EXCERPTED TEXT —
[RFC] Visualizing Relay program as graph

Currently, the only way to inspect the Relay program is through the text format:

v0.0.4
fn (%x: Tensor[(21), float32], %y: Tensor[(958, 21), float32]) {
  %0 = subtract(%x, %y);
  %1 = multiply(%1, %1);
  sum(%1, axis=[1])
}

It would be nice if we can visualize the Relay program as a graph like this: gv

I wrote a rudimentary script to generate GraphViz diagram from a Relay function, but it would be useful if visualization functionality became part of the TVM codebase.

My proposal is to add a function tvm.relay.analysis.visualize() under the tvm.relay.analysis namespace. The function should accept a Relay Function object as the input and produce one of the following:

  • GraphViz Dot program (Dot is a language used in GraphViz)
  • JSON dump, to be ingested by other packages such as Netron. This way, Netron won’t require TVM itself to parse a Relay program.

If this sounds reasonable to the community, I will prepare a pull request.

@haichen @junrushao @yzhliu

14 Likes

Hey Phil, just saw your nice visualization last week. Love it :+1:

BTW, do you have any plan for supporting if-then-else?

@junrushao Yes, the PR will support if-then-else. The if-then-else node will need to take three child nodes: the condition, the true branch, and the false branch.

1 Like

+1. I take that back. +1000. Inspectability of the compilation process, including visualization of the IRs, is super important and this is a great step in that direction.

Graphviz is great because it is widely available, many people know it and it produces an image file that it is trivial to open on any machine from a link, though also Graphviz is not so great at very large graphs. One way to handle that is to have an option to display a radius around a node (as in slides below) or to have the option to use a different library as well in case of large graphs, e.g. TensorBoard. I don’t know if Netron is good for large graphs, maybe it is? No need for us to address any of that initially, having this is a great advance, though it would be good if the API is written in a way so that it is natural to add more things later.

EXTRACTED RECORDS —
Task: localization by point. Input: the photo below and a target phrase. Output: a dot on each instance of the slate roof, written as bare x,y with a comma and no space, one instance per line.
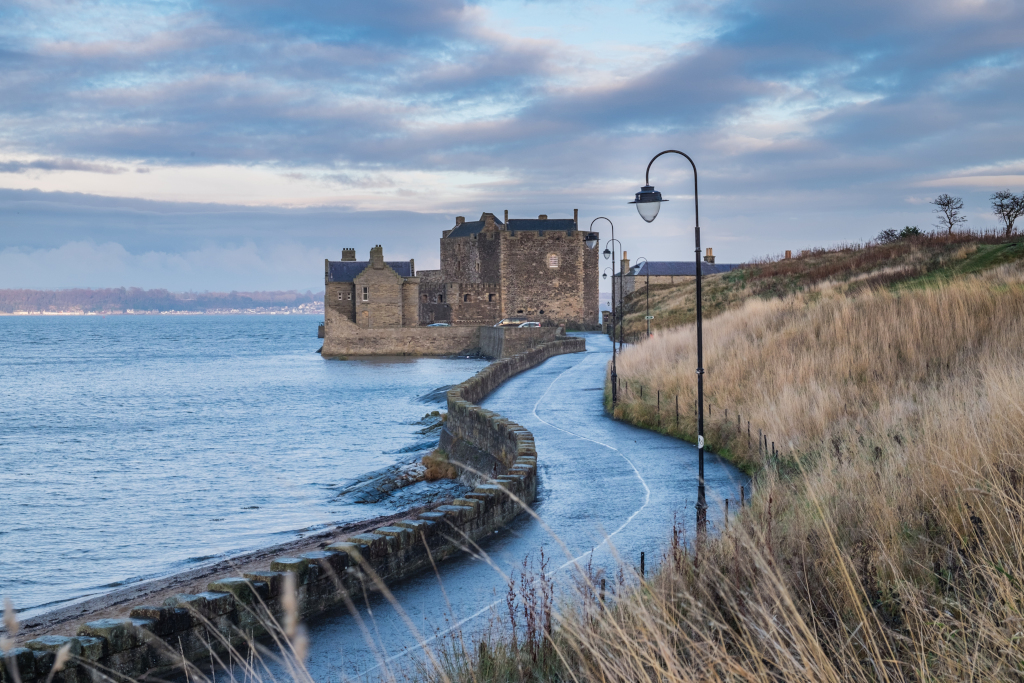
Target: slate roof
474,226
345,271
542,225
688,268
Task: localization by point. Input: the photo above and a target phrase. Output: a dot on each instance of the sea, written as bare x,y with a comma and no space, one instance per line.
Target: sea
135,446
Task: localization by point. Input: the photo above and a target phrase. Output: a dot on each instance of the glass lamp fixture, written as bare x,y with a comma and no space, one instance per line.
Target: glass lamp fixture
648,203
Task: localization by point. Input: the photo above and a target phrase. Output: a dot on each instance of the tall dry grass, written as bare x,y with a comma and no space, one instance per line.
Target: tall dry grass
885,544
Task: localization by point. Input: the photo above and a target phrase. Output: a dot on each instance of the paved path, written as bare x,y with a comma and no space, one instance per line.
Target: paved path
602,483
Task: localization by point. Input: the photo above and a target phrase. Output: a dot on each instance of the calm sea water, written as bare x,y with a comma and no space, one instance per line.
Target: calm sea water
134,446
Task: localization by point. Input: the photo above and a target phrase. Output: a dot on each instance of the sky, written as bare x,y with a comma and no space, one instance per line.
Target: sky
233,144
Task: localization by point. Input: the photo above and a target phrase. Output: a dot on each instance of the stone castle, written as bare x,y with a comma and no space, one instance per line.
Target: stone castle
539,269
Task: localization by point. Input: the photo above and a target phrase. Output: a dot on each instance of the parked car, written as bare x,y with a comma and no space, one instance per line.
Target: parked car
510,322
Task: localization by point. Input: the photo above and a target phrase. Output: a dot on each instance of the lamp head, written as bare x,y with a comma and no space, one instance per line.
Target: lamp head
648,203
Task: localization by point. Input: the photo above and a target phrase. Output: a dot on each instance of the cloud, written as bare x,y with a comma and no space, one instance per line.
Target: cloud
810,122
58,165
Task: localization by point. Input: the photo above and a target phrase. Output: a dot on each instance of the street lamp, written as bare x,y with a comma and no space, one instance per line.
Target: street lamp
609,254
647,287
648,202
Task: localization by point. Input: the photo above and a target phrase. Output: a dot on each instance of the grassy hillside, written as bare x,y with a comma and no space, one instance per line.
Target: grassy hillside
885,537
848,268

JOBS —
[1] Repeat the portion of the Relay visualization thread word for word, beginning at the words that have "It would be nice" and stopping after "used in GraphViz)".
[2] Turn the paragraph of the Relay visualization thread that opens with "Graphviz is great because" into a short bulleted list that keeps its main points.

FINAL ANSWERS —
[1]
It would be nice if we can visualize the Relay program as a graph like this: gv

I wrote a rudimentary script to generate GraphViz diagram from a Relay function, but it would be useful if visualization functionality became part of the TVM codebase.

My proposal is to add a function tvm.relay.analysis.visualize() under the tvm.relay.analysis namespace. The function should accept a Relay Function object as the input and produce one of the following:

  • GraphViz Dot program (Dot is a language used in GraphViz)

[2]
- Graphviz is widely available and widely known, and it makes an image file that is easy to open on any machine from a link.
- It does not handle very large graphs well.
- Two possible fixes for large graphs: an option to show only a radius around a node, or an option to use a different library such as TensorBoard.
- It is unclear whether Netron works well for large graphs.
- None of this needs to be solved at first, but the API should be written so more features can be added later.